▸ Exercise instructions:
Extend the Aerospike Monitoring release notes below, picking up after their final line.

▸ Text section:
Releases: aerospike/aerospike-monitoring
Releases · aerospike/aerospike-monitoring
Aerospike Monitoring v3.6.0
Description & Highlights
- Aerospike Monitoring Stack version 3.6.0 includes a new usecase dashboards Secondary Index summary view.
New features
- Added the Secondary Index Summary View usecase dashboard, which displays all batch transaction statistics. [OM-190]
- Attached dashboards as a tar artefact to the release tag [OM-191]
Aerospike Monitoring v3.5.0
New in this version
This version implements a variety of feature requests and improvements to enhance performance, usability, and reliability.
New features
- Added the Batch Transactions dashboard, which displays all batch transaction statistics. [OM-183]
- Added the Kubernetes View dashboard to show Kubernetes statistics while using Aerospike Database. [OM-185]
- Enhanced the Namespace View dashboard to show stripe metrics. [OM-182]
Aerospike Monitoring v3.4.0
Description & Highlights
- Aerospike Monitoring Stack version 3.4.0 includes 2 new dashboards Graph service functional and jvm metrics
New features
- Graph Service dashboard to display key functional metrics including graph service gremlin metrics [OM-108]
- Graph service JVM dashboard to display key metrics specific to Java virtual machine [OM-170]
- Enhanced Cluster View dashboard to include the newly added system metrics (memory and network) from Aerospike Prometheus Exporter [OM-167]
- Enhanced XDR View dashboard to include the newly added system metrics (only network) from Aerospike Prometheus Exporter [OM-166]
Aerospike Monitoring v3.3.0
Description & Highlights
- Aerospike Monitoring Stack version 3.3.0 includes a new dashboard to compare multiple Aerospike clusters configured in the same or different data-centers.
NOTE:
- The Datacenter comparison dashboard requires that Prometheus Exporter and all clusters are configured in a single Prometheus instance.
New features
- Added a dashboard to compare clusters in the same datacenter or in different data-centers, providing side-by-side comparison of cluster data and namespace details. [OM-159]
Bug fixes
- Some panels in the Host and Node View dashboard were displaying labels incorrectly. [OM-160]
- Some labels were incorrect in the Host View dashboard. [OM-163]
Aerospike Monitoring v3.2.0
Description & Highlights
- Aerospike Monitoring Stack version 3.2.0 combines Prometheus Exporter metrics with relevant Aerospike metrics.

▸ Information given:
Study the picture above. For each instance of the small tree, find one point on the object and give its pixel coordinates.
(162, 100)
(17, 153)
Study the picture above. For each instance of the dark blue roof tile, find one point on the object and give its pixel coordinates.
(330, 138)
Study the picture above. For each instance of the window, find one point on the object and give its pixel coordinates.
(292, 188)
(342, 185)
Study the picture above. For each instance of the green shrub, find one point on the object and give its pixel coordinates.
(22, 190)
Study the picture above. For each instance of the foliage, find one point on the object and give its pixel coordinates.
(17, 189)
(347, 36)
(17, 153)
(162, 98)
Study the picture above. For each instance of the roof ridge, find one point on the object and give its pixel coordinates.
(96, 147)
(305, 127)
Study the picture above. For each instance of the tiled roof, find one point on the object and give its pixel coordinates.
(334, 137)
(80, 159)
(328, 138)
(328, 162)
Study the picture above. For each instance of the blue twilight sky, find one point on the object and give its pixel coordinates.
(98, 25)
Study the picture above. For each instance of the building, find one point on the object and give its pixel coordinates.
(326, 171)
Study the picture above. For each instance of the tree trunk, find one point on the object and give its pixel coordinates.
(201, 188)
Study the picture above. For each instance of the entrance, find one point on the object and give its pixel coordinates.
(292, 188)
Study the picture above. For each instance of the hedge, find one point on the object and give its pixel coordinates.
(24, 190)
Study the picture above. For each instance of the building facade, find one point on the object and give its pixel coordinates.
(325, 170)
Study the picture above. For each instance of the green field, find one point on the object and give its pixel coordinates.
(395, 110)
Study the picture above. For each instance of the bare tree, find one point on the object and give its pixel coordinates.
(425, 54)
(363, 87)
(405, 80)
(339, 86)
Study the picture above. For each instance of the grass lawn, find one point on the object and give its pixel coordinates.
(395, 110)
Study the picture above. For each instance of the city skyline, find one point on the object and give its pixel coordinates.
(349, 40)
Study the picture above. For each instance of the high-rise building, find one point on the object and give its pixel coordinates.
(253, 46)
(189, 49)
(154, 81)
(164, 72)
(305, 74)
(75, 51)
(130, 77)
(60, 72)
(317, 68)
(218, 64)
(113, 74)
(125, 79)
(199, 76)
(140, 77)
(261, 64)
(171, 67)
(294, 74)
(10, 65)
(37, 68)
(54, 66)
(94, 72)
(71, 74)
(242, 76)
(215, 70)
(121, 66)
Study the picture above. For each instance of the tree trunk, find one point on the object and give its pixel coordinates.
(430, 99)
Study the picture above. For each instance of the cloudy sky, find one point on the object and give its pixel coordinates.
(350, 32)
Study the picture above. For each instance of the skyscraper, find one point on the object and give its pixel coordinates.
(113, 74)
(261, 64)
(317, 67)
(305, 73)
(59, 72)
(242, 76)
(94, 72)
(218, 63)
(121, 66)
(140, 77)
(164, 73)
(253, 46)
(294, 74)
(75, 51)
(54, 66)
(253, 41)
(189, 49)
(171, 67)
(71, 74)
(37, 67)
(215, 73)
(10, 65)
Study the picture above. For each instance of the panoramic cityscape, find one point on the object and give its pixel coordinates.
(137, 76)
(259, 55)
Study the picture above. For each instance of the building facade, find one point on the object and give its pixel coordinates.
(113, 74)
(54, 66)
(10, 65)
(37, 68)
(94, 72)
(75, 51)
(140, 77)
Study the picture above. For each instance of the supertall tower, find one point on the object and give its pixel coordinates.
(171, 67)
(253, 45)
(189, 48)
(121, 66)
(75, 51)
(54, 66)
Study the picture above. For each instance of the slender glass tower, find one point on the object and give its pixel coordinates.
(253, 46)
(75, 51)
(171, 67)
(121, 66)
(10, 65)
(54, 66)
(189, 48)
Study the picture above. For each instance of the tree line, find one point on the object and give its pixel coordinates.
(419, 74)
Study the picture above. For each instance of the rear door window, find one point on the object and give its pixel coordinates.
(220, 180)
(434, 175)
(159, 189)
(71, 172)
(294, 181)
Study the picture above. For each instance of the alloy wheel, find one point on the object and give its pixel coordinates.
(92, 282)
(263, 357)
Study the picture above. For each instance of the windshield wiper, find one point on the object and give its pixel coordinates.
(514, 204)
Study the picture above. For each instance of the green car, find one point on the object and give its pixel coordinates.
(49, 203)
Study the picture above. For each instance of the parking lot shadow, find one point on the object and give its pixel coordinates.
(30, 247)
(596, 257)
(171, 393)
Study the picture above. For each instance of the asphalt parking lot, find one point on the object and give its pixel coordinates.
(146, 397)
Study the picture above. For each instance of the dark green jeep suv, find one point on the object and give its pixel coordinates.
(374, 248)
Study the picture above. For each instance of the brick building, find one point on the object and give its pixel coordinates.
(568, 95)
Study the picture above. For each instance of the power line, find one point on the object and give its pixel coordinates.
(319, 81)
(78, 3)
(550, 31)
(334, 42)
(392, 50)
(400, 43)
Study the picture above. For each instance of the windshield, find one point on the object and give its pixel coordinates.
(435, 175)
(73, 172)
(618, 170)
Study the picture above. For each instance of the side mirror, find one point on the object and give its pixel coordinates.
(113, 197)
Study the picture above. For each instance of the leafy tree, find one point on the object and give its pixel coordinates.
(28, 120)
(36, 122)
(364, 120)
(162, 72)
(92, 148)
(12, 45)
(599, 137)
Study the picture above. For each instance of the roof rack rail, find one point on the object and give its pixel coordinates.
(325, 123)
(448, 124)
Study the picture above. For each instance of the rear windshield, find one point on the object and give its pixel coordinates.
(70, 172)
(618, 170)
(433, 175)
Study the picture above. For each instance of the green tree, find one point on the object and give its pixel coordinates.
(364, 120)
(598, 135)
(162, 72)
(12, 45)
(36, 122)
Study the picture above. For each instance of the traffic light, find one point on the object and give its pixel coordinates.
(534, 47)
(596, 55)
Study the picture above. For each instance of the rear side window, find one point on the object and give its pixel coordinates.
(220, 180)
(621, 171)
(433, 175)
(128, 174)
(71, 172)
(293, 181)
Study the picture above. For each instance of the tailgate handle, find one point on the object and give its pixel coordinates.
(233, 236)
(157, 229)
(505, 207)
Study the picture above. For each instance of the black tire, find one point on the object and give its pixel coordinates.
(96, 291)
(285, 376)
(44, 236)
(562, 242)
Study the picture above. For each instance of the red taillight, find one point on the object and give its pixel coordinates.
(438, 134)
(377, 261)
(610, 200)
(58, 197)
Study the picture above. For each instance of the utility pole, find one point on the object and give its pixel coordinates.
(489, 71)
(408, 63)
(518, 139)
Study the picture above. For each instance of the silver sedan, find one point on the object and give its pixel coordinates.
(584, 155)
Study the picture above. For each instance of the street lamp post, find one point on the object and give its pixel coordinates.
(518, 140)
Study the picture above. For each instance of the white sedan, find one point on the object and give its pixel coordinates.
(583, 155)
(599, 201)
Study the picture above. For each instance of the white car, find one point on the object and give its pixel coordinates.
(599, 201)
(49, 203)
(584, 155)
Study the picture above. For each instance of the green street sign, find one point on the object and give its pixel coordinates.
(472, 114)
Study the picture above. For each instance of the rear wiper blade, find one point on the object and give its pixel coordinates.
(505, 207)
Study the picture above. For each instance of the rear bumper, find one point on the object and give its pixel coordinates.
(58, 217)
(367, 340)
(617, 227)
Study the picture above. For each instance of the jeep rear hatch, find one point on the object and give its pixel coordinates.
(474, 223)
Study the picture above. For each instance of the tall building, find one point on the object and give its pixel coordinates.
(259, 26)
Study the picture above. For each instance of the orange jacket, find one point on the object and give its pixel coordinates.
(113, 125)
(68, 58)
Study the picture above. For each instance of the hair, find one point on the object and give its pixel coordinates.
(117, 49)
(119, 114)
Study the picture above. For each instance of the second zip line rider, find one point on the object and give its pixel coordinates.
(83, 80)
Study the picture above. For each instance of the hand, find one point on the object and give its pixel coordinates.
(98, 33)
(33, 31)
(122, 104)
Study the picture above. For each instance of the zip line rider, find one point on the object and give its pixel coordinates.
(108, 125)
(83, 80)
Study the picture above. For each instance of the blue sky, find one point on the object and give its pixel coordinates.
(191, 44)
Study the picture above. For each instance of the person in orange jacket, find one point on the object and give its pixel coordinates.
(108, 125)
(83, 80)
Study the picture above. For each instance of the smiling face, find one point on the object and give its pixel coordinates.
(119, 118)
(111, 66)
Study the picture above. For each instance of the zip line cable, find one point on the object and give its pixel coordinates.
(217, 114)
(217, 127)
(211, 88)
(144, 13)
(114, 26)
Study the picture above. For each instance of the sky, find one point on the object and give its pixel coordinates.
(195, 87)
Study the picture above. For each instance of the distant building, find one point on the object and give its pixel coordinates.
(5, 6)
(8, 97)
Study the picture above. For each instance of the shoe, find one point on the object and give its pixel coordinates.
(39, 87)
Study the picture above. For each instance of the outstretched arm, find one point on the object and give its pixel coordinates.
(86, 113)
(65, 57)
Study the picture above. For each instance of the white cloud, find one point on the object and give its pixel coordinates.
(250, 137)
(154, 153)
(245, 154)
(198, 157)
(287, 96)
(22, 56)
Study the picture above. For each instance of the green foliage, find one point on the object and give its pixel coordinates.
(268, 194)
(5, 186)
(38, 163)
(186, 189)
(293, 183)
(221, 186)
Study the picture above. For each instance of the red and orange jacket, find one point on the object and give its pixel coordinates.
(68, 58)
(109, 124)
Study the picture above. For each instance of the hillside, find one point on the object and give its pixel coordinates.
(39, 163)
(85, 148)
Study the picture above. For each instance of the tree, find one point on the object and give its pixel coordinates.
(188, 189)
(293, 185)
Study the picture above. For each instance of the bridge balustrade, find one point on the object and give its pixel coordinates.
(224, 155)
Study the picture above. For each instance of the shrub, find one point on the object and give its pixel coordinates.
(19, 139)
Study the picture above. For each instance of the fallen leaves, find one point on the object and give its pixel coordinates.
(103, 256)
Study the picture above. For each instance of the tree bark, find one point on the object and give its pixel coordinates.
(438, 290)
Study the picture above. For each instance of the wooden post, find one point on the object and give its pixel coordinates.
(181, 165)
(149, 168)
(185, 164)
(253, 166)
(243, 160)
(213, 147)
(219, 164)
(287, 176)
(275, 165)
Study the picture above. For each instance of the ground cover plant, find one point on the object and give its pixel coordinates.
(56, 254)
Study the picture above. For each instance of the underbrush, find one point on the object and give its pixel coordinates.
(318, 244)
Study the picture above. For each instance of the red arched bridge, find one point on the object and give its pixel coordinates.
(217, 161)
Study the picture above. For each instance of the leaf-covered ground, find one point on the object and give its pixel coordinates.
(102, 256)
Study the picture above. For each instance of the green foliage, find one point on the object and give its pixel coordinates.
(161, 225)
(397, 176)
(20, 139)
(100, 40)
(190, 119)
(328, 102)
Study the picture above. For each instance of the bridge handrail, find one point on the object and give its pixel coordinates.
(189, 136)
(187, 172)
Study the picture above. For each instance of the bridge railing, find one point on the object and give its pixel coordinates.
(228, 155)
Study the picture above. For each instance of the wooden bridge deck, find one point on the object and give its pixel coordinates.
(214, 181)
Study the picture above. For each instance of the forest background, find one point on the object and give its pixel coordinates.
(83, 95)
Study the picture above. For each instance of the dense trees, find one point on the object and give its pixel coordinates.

▸ Written answer:
NOTE:
- The Host-related dashboards require Prometheus Node Exporter.
- To include the alert cluster label, you must add a cluster-name custom label to Prometheus Node Exporter.
Features
- Combine Node Exporter and Aerospike metrics in a single dashboard. [OM-158]
- Supports analysis, issues, and activities like upgrade and node additions by showing critical Aerospike metrics alongside node and system metrics.
- Covers migrations, latencies, and XDR in current release.
- Add additional Node Exporter alerts. [OM-157]
- Includes alerts related to memory, disk, network, and CPU utilization with customizable thresholds.
Aerospike Monitoring v3.1.0
Description & Highlights
- Aerospike Monitoring Stack version 3.1.0 includes new dashboards for Secret Agent and Host Details, as well as some critical bug fixes.
NOTE:
- The Host Details dashboard requires Prometheus Node Exporter.
Features
- [OM-149] - Added the new Secret Agent dashboard.
- Helps you monitor the Secret Agent component deployed alongside the Aerospike Server.
- Provides information about connections to the cloud, vault, and server.
- Displays errors related to fetching or serving secrets, including key errors, communication errors, and so on.
- [OM-153] - Added the new Host Details dashboard.
- Includes system metrics required to monitor the host running Aerospike Server.
- Utilizes metrics from Node Exporter running on the host and displays key metrics as state, aggregate, and historical.
- Provides metrics related to core, CPU utilization, network utilization, and errors.
- Includes alerts related to memory, disk, network, and CPU utilization with customizable thresholds.
- [OM-151] - Added support for microbenchmarks in Latency view.
Fixes
- [OM-150] - Cluster size was not always displayed correctly in cluster-view, rolling-restart, and multi-cluster view.
Aerospike Monitoring v3.0.0
Description & Highlights
- Aerospike Monitoring Stack version 3.0.0 is a major upgrade with improved dashboards designed to be forward and backward compatible with Aerospike versions.
- Establishes a consistent design pattern with status displayed at the top and detailed time ranges displayed below.
- All dashboards and alerts are forward compatible to 7.x versions and backwards compatible to 5.x versions.
- Removed unused and deprecated dashboards (alerts, exporter, and jobs).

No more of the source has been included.